(Dataset entries)
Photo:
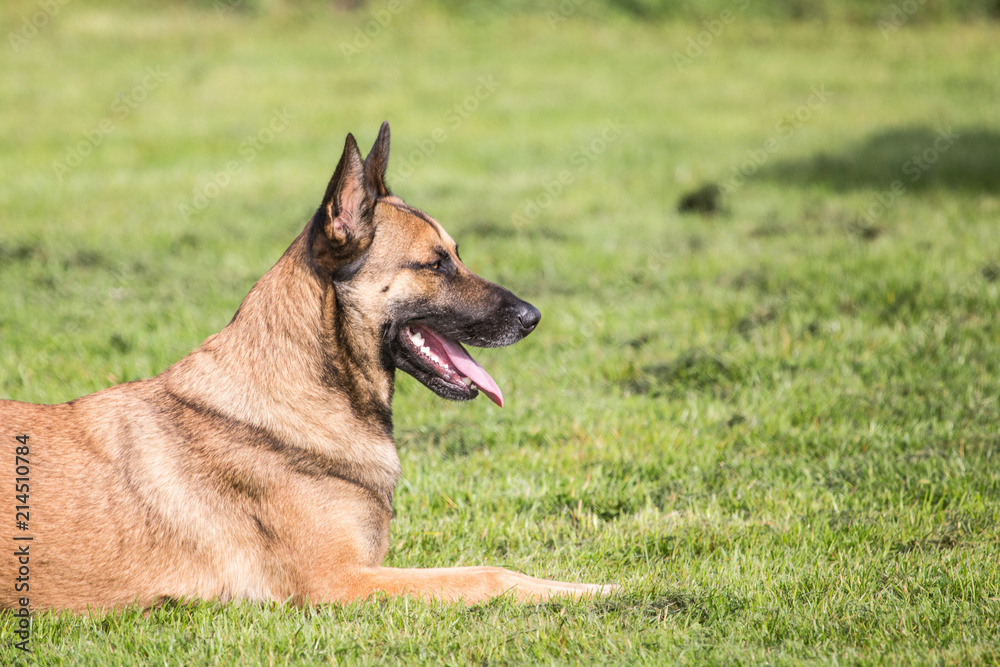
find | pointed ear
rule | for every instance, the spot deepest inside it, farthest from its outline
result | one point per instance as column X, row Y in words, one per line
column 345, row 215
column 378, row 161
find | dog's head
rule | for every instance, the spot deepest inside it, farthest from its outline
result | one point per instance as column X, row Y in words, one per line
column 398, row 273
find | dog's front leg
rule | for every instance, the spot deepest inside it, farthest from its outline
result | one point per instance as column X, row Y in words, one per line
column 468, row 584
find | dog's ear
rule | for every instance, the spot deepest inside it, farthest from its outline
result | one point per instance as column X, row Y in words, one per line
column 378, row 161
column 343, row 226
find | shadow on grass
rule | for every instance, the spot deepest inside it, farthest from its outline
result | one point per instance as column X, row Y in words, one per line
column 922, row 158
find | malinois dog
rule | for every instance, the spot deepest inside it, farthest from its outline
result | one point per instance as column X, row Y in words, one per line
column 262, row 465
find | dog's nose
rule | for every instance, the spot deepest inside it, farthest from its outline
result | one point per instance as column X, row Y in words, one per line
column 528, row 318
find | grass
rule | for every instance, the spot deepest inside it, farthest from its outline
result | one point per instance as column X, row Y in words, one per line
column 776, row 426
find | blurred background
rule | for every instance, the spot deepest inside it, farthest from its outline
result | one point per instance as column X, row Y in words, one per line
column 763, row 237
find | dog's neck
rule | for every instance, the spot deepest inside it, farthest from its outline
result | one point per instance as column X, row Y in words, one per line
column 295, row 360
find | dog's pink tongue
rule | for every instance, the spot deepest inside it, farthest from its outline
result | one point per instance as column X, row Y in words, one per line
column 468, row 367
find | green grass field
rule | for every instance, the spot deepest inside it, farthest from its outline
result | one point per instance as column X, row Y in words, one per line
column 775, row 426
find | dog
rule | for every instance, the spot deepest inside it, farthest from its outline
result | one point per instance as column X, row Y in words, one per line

## Problem requirements
Copy all the records above word for word, leaving out the pictures.

## Right answer
Photo:
find | pointed ear
rule | for every instance, the spot deepest inside it, farthest from its outline
result | one point per instance as column X, row Y in words, one per line
column 345, row 215
column 378, row 161
find | dog's head
rule | for every instance, the spot deepest inside it, farthest from its outline
result | one point per instance as column X, row Y in words, one per line
column 398, row 273
find | dog's front leg
rule | for every instance, the spot deepest inside it, farthest from its outline
result | one point per instance as column X, row Y in words, one per line
column 468, row 584
find | dog's ear
rule | for every instance, the spot deepest inside it, farthest from its outline
result | one point per instance as column X, row Y in words, one per line
column 378, row 161
column 343, row 226
find | shadow on grass
rule | for every instance, the spot deepest inside it, farthest from its outline
result | one point per instance as column X, row Y in words, one per line
column 922, row 158
find | malinois dog
rule | for every instance, the spot deepest inside it, farthest from its outline
result | one point per instance as column X, row Y in words, one per line
column 262, row 465
find | dog's nose
rule | for every instance, the spot deepest inside it, farthest from its outline
result | one point per instance as column X, row Y in words, one per line
column 528, row 318
find | grass
rule | for every instance, the spot deepest inside it, farthest from its outline
result | one point per instance as column X, row Y in words, one per line
column 776, row 426
find | blurred background
rule | for every instance, the spot deepest inside it, farthest from its outline
result | one point per instance as column X, row Y in words, one per line
column 763, row 237
find | dog's neck
rule | for every instance, the spot deepest inside it, farthest from its outline
result | one point per instance as column X, row Y in words, one per line
column 295, row 360
find | dog's pink tongue
rule | for every instance, the spot deepest inside it, farthest from its outline
result | one point per instance as column X, row Y in words, one per line
column 468, row 367
find | green grass field
rule | for every instance, the spot deepest inside it, farthest from its outline
result | one point per instance as column X, row Y in words, one per line
column 775, row 426
find | dog
rule | for every instance, the spot deepest inside it, farthest from its outline
result | one point per instance as column X, row Y in words, one per line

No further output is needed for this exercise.